**Aim of the task:** Please reproduce all of the records below word for word, leaving the pictures out of your answer.

[Stored items]
>> START

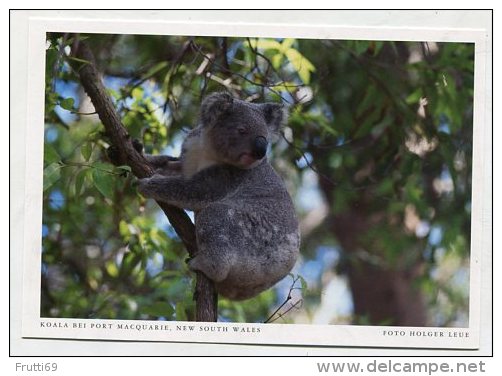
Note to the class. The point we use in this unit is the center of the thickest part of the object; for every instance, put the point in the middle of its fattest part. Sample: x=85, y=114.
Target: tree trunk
x=383, y=294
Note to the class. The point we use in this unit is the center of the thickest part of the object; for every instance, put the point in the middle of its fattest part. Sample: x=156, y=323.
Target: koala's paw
x=214, y=106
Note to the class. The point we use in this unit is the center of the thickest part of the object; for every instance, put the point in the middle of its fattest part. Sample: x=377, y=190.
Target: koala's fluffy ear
x=276, y=115
x=214, y=106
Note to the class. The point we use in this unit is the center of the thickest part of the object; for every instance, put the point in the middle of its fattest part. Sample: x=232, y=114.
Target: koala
x=246, y=227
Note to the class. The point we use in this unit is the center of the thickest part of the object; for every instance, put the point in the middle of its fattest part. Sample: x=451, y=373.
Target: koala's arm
x=195, y=193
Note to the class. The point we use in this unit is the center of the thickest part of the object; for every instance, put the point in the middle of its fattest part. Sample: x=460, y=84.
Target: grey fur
x=246, y=226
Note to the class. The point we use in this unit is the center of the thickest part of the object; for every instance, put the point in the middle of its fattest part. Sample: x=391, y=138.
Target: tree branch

>> END

**Solution for this exercise:**
Note to the class. The point we use in this unit is the center of the thickest part of the object; for every instance, put the point in the middle of its fattest part. Sample: x=85, y=114.
Target: tree trunk
x=383, y=294
Note to the class. The point we use in this unit is the center of the thickest part of the object; for every instance, put the point in the middle of its fattest part. Sample: x=156, y=323.
Target: koala's paw
x=214, y=106
Note to the class. The point we use in this unit is the center of the thickest part of the object; for every instance, put the point in the middle of its fattest part. Sample: x=377, y=190.
Target: koala's fluffy ear
x=276, y=115
x=214, y=106
Note to the class. The point we use in this unit is the center of the thickest part of the object; for every instance, put the point in the middle of its fattest part. Sample: x=232, y=114.
Target: koala
x=246, y=227
Note to the class. The point we use in this unit is the center of the thickest part of the object; for every instance, put the point in the middle of its fattest part. Sample: x=451, y=373.
Target: koala's arm
x=195, y=193
Note to the class. The point we use in this unit is the center of the thickest part of the object; for every instance, put the point in the middle of its fattest part. Sample: x=460, y=84.
Target: grey fur
x=246, y=226
Note to the class. The point we use in this unit is the center of the thickest part of the object; for every instance, put the point in the middle of its fattest part. Sample: x=391, y=138.
Target: tree branch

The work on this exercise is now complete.